Write out, word for word, every line from the one where "the dry grass" occurs to the final line of the entries, and nothing beyond them.

Natural-language object grounding data
⟨
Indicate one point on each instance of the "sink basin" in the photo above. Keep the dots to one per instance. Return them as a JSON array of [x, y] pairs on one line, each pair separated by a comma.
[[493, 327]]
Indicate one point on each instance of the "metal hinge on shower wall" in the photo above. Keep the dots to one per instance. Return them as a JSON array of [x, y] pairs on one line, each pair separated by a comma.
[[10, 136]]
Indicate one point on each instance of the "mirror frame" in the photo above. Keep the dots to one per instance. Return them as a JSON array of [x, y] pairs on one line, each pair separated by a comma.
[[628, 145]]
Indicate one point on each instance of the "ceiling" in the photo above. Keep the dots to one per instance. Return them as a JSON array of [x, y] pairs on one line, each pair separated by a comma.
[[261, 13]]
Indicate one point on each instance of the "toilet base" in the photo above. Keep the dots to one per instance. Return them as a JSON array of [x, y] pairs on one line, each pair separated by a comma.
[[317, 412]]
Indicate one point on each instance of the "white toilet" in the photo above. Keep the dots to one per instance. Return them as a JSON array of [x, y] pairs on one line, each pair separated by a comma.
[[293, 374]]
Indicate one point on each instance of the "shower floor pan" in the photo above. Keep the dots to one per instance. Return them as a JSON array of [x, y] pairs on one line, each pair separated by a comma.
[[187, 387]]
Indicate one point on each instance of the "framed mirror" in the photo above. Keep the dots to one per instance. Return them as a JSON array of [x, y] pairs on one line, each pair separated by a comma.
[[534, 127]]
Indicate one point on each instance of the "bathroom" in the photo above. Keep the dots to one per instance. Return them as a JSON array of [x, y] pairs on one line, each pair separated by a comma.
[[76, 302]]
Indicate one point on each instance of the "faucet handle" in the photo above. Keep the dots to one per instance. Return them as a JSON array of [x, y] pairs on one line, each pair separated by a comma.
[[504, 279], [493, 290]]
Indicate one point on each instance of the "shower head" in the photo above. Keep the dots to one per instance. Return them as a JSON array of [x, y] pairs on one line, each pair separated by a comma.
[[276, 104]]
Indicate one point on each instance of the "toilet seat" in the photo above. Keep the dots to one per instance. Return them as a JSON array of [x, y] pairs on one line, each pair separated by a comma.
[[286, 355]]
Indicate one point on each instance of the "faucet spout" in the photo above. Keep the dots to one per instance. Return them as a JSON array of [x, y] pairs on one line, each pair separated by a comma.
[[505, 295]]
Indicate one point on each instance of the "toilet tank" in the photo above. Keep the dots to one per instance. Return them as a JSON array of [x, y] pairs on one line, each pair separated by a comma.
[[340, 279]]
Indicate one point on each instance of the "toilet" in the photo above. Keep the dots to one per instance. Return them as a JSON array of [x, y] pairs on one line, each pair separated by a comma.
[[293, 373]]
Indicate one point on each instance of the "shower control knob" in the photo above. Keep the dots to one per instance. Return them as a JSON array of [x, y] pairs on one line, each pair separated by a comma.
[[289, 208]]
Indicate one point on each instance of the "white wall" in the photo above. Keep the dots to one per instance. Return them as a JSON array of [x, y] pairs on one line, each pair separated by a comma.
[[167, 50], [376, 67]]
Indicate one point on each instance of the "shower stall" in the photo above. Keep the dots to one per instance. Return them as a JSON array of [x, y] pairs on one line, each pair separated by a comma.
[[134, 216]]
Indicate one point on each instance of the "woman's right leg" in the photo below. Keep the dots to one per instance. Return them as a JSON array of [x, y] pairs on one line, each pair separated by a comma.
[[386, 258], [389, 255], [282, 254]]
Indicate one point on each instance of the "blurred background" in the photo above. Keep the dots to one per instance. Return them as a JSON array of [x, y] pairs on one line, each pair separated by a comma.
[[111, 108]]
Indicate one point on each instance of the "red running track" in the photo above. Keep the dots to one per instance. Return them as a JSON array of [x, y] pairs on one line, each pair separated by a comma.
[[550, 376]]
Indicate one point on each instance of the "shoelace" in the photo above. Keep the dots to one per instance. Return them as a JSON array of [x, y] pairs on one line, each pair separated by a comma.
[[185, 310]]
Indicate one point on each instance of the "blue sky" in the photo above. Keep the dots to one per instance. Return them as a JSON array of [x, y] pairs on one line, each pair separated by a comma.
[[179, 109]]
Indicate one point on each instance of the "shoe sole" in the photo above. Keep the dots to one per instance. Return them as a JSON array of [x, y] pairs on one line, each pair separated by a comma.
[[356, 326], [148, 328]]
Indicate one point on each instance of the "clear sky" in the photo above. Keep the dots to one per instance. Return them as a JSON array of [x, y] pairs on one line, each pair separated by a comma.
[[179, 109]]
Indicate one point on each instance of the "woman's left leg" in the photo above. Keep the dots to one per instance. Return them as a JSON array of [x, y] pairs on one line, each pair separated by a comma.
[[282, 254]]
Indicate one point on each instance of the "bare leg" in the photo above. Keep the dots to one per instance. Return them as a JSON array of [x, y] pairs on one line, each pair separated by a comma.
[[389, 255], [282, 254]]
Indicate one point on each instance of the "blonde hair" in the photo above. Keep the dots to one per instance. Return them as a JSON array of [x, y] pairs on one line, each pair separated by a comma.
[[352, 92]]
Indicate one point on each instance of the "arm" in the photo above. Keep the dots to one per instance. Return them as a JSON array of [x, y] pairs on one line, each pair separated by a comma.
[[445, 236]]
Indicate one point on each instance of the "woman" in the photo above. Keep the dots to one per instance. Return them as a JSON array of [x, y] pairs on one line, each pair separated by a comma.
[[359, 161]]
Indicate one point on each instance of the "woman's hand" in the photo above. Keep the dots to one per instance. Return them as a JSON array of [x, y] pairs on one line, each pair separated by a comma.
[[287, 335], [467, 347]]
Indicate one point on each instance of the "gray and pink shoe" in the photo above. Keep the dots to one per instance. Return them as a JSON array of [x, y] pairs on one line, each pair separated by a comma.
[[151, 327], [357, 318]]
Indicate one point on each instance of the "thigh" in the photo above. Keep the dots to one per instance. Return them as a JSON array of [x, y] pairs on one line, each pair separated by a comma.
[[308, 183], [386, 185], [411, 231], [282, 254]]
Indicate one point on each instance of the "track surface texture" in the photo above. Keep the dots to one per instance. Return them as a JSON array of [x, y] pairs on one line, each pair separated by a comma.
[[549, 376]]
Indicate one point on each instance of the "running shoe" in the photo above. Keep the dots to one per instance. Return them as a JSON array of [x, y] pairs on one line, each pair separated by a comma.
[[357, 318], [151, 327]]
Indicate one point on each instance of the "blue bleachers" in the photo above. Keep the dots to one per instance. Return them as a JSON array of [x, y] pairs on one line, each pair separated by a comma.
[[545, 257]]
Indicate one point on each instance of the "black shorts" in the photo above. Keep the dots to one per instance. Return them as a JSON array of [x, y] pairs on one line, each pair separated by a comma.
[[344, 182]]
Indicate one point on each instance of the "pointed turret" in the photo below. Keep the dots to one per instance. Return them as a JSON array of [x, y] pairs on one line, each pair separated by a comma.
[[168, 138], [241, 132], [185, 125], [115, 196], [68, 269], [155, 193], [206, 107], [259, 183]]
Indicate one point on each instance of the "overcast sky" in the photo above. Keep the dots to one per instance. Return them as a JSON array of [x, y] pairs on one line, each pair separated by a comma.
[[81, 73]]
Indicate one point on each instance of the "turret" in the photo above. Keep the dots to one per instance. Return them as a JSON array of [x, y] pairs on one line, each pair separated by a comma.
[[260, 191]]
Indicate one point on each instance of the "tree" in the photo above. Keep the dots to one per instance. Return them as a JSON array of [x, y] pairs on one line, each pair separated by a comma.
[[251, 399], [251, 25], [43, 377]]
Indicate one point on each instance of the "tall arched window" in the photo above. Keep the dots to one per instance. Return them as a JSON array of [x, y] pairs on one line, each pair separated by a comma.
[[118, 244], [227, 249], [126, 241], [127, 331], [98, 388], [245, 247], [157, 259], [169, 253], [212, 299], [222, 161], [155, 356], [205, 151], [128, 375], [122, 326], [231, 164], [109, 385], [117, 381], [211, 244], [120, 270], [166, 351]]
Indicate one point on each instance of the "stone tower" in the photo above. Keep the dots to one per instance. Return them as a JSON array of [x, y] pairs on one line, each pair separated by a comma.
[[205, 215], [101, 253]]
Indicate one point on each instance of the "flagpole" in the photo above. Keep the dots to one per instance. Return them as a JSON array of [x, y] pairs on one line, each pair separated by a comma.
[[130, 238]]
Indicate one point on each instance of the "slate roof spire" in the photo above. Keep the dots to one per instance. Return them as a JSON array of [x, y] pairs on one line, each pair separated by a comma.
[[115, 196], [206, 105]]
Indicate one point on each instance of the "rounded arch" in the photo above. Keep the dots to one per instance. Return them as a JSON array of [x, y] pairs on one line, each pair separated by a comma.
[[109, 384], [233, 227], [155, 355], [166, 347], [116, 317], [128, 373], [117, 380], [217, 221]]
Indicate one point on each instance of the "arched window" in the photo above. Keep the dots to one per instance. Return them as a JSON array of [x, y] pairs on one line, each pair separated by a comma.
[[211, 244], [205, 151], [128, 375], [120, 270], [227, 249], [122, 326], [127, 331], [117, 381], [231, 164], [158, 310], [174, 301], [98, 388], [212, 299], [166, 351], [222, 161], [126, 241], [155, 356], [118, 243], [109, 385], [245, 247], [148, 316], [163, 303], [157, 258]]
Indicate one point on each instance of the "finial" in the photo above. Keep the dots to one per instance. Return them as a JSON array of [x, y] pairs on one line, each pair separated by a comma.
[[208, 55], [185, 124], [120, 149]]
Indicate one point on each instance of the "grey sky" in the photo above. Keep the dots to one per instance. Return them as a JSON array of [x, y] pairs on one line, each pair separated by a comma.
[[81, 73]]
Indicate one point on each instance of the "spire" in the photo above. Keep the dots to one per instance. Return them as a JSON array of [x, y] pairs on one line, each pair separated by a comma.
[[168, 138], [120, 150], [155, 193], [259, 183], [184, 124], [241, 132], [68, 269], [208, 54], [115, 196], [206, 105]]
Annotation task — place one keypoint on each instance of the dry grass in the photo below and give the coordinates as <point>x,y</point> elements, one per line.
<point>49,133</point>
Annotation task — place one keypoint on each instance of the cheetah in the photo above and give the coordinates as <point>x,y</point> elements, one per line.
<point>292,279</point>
⟩
* COMPLETED TASK *
Annotation task — place one keypoint on each instance of the dry grass in the photo below and give the coordinates as <point>x,y</point> elements, one per line.
<point>49,133</point>
Annotation task — place one keypoint on each instance of the cheetah in the photo above and give the coordinates as <point>x,y</point> elements, one per line.
<point>292,279</point>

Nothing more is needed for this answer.